Instructions for the task:
Pull out every line of the records below that contains the word "Respond", and copy each one in full.
— START Information provided —
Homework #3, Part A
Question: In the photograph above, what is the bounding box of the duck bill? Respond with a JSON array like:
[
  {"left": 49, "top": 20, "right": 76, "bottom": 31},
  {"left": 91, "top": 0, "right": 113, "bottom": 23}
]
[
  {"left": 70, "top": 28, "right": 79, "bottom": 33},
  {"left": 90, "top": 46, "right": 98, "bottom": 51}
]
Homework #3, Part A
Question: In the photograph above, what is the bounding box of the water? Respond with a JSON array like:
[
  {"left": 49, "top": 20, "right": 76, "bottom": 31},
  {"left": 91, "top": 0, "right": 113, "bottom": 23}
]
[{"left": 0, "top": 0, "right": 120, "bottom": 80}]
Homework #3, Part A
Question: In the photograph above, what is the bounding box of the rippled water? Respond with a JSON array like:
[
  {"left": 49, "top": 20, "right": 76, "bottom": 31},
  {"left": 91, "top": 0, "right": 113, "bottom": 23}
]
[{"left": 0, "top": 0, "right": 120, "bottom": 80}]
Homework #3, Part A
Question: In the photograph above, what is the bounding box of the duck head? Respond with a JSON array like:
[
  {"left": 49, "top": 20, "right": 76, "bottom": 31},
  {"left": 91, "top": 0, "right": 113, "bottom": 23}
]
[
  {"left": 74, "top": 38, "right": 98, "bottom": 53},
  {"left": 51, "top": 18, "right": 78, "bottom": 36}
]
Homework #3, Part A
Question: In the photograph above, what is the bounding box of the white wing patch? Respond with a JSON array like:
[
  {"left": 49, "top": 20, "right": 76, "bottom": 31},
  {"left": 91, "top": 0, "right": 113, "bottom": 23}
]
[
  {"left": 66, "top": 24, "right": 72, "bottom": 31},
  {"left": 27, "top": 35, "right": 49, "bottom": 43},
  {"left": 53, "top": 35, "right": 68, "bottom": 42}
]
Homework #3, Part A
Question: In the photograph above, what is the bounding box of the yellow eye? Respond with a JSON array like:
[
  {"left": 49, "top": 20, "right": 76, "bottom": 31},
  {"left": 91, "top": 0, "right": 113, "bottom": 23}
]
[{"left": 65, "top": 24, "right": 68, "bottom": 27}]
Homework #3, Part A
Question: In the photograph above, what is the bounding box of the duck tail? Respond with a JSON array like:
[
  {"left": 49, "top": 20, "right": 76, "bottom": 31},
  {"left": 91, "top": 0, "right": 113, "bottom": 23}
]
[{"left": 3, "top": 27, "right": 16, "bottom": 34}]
— END Information provided —
Output of the exercise:
Question: In the photograph above, what is the bounding box of the duck bill? Respond with a JSON array like:
Question: In the photograph above, what is the bounding box of the water? Respond with a JSON array like:
Question: In the photograph above, what is the bounding box of the rippled water? Respond with a JSON array like:
Question: In the photograph above, what is the bounding box of the duck head? Respond with a JSON array like:
Question: In the photograph above, what is the bounding box of the white wing patch? Respond with a JSON array like:
Question: In the photograph above, what is the bounding box of the yellow eye? Respond with a JSON array like:
Question: In the photograph above, what is the bounding box of the duck tail? Respond with a JSON array like:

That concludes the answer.